Segment Start: Extract

Mike Love is not exactly surprised that the Beach Boys are having a lot of fun, fun, fun as the iconic group celebrates its 50th anniversary this year.
“You know, it just makes a lot of sense with a milestone such as 50 years to get together and do something,” says Love, 71, who along with bandmate Bruce Johnston has been the Beach Boys’ mainstay, hitting the road every year to play the group’s array of legendary and enduring hits. “I think it should be celebration and ... a party as well.”
It’s certainly all of that.
The Beach Boys have turned the group’s golden anniversary into an extended period of good vibrations for fans, and for the band itself. It’s marking the occasion with a long-awaited reunion of surviving members Love and Johnston with Love’s cousin and Beach Boys studio mastermind Brian Wilson and original members Al Jardine and David Marks. Things kicked off with a galvanizing performance at the 54th Annual Grammy Awards in February, while a well-received concert tour begun in April will run until late September with dates in Europe, Asia and Australia as well as North America.
The Beach Boys also hit the studio together for the group’s first new album since 1996, “That’s Why God Made the Radio,” released on June 5. The 12-track set debuted at No. 3 on the Billboard 200 — the band’s highest-charting studio album since 1965 and first Top 10 entry since 1976. It also gave the Beach Boys the longest career string of Billboard Top 10 hits of any band, at 49 years and one week, ahead of the Beatles and the Rolling Stones.
More festivities are planned — a PBS “Front Row Center” special that starts airing this week, another TV special — probably network — during the fall, a new greatest-hits package later this year and, Love says, a live album and DVD from the tour.

Segment End: Extract

- Tasks to carry out -
• a. In the article about the Beach Boys' 50th anniversary, where did "That's Why God Made the Radio" debut on the Billboard 200?
• b. Rewrite the entries from the first line through the line containing "box: [515, 1075, 612, 1186]" as a Markdown table with the columns No. and Line, leaving out blank lines.

Segment Start: Extracted material

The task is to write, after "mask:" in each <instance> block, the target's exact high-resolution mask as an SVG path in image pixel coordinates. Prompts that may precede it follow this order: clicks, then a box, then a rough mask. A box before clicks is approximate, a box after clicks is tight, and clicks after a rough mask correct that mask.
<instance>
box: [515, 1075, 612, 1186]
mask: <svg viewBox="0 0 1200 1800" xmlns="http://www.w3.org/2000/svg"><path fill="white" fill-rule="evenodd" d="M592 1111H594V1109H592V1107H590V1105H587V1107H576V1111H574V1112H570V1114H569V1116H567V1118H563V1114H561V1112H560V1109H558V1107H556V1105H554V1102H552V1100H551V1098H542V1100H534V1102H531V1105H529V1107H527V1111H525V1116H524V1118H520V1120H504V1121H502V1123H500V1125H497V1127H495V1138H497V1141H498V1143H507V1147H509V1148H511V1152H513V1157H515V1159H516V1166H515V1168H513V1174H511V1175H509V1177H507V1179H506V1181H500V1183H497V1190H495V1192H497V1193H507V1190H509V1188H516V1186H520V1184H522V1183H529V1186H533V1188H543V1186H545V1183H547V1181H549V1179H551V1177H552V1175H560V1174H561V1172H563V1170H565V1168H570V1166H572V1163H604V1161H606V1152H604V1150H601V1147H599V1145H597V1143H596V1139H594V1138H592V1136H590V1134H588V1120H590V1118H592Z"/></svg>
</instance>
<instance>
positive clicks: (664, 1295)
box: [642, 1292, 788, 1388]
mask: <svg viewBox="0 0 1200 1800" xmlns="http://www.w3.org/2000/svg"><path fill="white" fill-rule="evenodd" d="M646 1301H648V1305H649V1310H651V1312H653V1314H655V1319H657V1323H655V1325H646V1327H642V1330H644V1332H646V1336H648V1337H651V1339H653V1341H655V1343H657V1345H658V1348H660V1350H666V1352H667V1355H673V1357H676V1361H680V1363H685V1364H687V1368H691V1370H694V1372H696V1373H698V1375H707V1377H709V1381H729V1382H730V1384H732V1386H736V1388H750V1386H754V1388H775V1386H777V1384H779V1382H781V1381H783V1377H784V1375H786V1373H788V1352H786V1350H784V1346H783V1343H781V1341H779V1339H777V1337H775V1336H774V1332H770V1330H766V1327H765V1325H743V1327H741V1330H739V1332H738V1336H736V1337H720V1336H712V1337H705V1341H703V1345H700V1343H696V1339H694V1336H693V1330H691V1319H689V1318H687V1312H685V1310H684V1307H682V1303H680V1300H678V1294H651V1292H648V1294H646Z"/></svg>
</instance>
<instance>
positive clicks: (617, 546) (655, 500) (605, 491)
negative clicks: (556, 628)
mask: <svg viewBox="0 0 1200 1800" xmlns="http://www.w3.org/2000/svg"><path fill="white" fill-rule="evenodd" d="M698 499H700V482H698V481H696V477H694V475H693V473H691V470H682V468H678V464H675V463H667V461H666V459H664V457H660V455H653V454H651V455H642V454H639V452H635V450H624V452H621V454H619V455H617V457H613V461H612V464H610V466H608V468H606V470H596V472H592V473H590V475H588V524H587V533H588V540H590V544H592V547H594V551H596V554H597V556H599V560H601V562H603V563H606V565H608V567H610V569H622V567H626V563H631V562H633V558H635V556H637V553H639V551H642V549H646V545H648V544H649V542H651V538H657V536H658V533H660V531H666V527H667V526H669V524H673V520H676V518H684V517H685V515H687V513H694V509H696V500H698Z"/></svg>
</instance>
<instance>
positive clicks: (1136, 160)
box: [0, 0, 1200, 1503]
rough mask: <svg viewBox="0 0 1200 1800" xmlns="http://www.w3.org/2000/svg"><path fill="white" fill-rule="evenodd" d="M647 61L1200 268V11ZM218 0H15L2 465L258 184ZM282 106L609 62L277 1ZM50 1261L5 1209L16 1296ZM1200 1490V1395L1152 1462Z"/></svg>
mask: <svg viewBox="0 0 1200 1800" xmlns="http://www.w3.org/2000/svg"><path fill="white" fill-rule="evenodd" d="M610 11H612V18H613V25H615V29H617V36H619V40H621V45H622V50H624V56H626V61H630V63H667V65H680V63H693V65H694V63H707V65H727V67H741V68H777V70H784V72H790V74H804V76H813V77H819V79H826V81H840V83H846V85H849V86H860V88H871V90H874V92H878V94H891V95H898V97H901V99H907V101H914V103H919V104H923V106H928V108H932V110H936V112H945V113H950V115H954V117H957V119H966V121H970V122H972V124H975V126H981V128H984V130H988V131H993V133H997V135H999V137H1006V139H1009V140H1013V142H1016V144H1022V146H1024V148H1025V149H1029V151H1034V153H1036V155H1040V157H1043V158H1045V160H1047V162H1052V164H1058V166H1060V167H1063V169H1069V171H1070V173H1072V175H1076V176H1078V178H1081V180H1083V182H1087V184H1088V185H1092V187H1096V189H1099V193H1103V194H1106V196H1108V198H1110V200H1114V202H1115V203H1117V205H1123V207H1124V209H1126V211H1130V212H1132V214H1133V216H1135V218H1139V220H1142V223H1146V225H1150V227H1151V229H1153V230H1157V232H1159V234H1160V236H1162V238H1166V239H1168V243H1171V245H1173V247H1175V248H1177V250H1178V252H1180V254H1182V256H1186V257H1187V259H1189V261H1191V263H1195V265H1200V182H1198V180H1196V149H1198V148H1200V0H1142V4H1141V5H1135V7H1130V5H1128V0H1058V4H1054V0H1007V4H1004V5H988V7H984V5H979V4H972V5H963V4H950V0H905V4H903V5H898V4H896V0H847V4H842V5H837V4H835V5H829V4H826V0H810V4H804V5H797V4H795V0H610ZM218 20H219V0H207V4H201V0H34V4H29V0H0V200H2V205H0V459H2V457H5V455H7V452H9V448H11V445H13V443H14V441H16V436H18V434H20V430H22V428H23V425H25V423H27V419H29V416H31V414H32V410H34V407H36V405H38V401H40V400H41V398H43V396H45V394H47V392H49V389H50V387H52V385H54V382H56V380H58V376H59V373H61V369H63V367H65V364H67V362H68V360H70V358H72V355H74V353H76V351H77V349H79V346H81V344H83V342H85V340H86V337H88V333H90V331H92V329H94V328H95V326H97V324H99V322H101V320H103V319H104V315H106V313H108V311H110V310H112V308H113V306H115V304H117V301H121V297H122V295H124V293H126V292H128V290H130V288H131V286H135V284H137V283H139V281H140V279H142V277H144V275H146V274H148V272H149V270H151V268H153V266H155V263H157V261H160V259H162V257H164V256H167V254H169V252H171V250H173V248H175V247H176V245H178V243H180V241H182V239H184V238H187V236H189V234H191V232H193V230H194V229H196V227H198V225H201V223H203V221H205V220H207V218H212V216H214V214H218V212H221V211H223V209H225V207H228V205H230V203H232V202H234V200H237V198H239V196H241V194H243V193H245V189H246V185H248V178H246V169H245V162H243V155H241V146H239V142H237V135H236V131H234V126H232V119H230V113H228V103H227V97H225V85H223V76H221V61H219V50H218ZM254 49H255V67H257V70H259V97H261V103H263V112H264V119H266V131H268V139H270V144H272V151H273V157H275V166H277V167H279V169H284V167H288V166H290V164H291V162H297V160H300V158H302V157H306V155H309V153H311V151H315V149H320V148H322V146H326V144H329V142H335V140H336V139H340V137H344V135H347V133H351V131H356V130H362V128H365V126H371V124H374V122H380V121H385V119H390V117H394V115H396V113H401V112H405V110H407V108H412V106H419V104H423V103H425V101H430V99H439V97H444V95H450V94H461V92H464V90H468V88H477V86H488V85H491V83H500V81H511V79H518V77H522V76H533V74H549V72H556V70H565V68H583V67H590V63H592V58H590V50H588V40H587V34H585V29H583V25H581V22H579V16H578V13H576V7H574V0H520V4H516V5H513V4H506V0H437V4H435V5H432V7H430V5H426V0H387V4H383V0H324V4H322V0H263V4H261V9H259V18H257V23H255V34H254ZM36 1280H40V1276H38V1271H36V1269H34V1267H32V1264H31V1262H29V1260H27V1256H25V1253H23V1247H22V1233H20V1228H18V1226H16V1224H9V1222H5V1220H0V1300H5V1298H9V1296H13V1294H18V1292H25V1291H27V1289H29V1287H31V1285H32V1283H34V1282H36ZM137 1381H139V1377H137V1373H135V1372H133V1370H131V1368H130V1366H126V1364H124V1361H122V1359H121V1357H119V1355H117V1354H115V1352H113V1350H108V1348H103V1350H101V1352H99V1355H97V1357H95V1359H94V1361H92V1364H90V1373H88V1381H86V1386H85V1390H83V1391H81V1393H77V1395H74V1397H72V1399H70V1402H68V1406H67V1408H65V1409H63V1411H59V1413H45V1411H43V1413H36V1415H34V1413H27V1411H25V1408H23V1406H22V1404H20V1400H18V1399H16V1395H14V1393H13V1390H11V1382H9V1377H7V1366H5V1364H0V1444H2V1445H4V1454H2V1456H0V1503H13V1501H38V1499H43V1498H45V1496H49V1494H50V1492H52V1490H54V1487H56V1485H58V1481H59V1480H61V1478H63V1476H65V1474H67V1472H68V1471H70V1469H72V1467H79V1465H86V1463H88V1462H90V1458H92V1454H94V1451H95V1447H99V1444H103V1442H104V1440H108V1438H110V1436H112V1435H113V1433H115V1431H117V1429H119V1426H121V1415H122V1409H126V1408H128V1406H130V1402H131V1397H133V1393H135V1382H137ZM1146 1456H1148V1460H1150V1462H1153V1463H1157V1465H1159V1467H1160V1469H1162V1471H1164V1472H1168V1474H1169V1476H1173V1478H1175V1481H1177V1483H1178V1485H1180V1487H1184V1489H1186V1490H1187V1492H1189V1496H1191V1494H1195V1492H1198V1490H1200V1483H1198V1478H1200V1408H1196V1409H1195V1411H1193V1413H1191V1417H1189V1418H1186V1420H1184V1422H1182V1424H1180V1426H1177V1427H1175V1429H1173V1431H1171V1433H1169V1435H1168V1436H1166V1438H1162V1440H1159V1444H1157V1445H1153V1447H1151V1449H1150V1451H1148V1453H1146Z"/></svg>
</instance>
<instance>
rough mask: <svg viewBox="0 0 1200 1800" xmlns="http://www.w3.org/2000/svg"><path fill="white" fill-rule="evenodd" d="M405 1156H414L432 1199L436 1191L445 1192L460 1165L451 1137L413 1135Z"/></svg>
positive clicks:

Segment End: Extracted material

- Answers for this exercise -
• a. No. 3

• b.
| No. | Line |
|---|---|
| 1 | The task is to write, after "mask:" in each <instance> block, the target's exact high-resolution mask as an SVG path in image pixel coordinates. Prompts that may precede it follow this order: clicks, then a box, then a rough mask. A box before clicks is approximate, a box after clicks is tight, and clicks after a rough mask correct that mask. |
| 2 | <instance> |
| 3 | box: [515, 1075, 612, 1186] |